SELECTED EXTRACT
You'd be amazed how many new cars are damaged and repaired before they're sold - and the dealers won't scream about it from the roof tops :thumb:


----------



## SprayerDrew (Jan 17, 2015)

As he Said ^^^^^^
We have painted cars with only delivery miles on and have seen cars painted in the carpark.
Never trust a car sales man sorry to the 3% honnest ones !


----------



## Andyb0127 (Jan 16, 2011)

SprayerDrew said:


> As he Said ^^^^^^
> We have painted cars with only delivery miles on and have seen cars painted in the carpark.
> Never trust a car sales man sorry to the 3% honnest ones !


3% that was generous lol, normally there only worried about how much commission there getting on the sale of a car. :thumb:


----------



## Starburst (Oct 10, 2014)

If a customer asks if the car has had any paint repair the dealer has to declare this. 

I maybe wrong?


----------



## 18ME (Jul 9, 2006)

Anyone know of The Paint Shop @ JVCE in Evesham? this is their website /http://www.autosurgeryevesham.co.uk/


----------



## Trip tdi (Sep 3, 2008)

To me it looks like it has not been polished fully, a polish should make sort work of that milkiness judging by your pictures, pictures tell a different image to the one that is seen in the naked eye in the flesh.
what I would I do is get some panel wipe and spray and wipe off and examine the imperfection properly and closely, panel wipe will take their pdi polish off instantly with no issues if it is a smart repair but it just looks like the area has been buffed by a machine previously and rushed at the end.


----------



## Dode (Jun 13, 2013)

I knew a painter who got a lot of work from cars stored at a compound next to a golf course.


----------



## Blueberry (Aug 10, 2007)

You should have got a maintenance kit with the Paint Protection. Did you? It does look to me like it's been wet sanded and it's now become visible because they used heavy filling polishes rather than polishing and correcting. 

I wouldn't worry too much about whether the Paint Protection has been put on the car. You would be better off spending some money and getting it detailed professionally with a coating which is much better durability wise.


----------



## squiggs (Oct 19, 2009)

Starburst said:


> If a customer asks if the car has had any paint repair the dealer has to declare this.
> 
> I maybe wrong?


The dealer may not even know that it's be repaired - sometimes they get repaired literally on the dock side.


----------



## asasprey (Feb 26, 2008)

SOURCE DATA
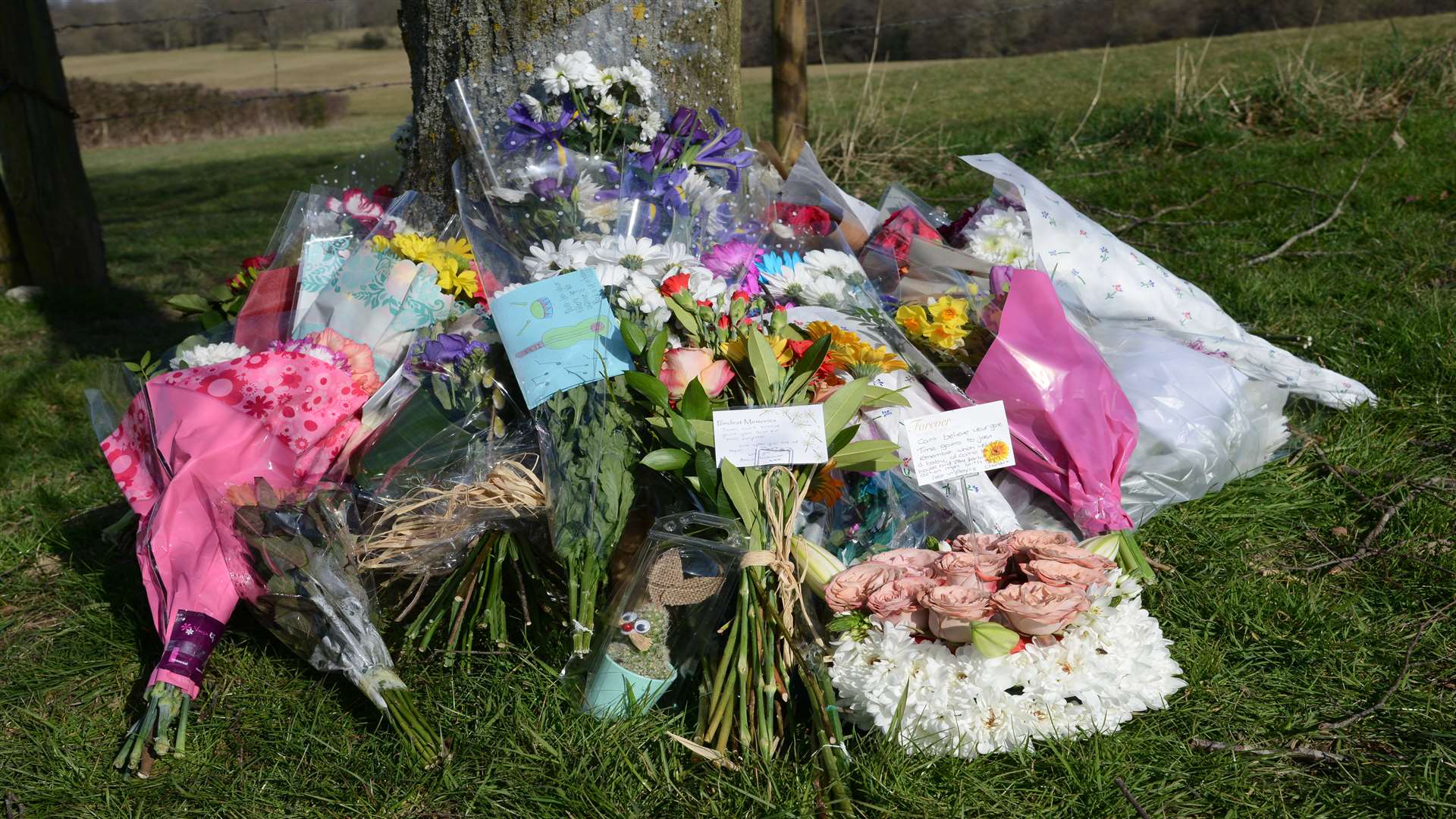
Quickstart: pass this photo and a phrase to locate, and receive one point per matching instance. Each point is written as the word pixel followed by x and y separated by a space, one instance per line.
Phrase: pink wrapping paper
pixel 1074 428
pixel 188 439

WRITTEN PROBLEM
Continue the forum thread above about dealer paint repairs on new cars, starting with the post by asasprey.

WRITTEN ANSWER
I used to work for Peugeot and can tell you that there was always claims for damage on the cars when they came off the lorry. But that looks like wet sanding scratches not polished up properly. Most likely they told you they are putting the paint protection on foc just to fob you off to get a bit more time to remove the mark. The dealership has to have an approved bodyshop. You could call up and ask where there approved bodyshop is so you can have some work done on your own car, and then call them up and give them the reg number and ask if it was just that side which has been painted. If the car is even on their system then it has been in for work. Personally I'd just polish it though


----------



## 18ME (Jul 9, 2006)

Blueberry said:


> You should have got a maintenance kit with the Paint Protection. Did you? It does look to me like it's been wet sanded and it's now become visible because they used heavy filling polishes rather than polishing and correcting.
> 
> I wouldn't worry too much about whether the Paint Protection has been put on the car. You would be better off spending some money and getting it detailed professionally with a coating which is much better durability wise.


No, we didn't get the maintenance kit because the dealer said it was a FOC favour. Personally I don't think its been applied at all as they would have done the silver arches too and they went milky the first time a washed it.


----------



## 18ME (Jul 9, 2006)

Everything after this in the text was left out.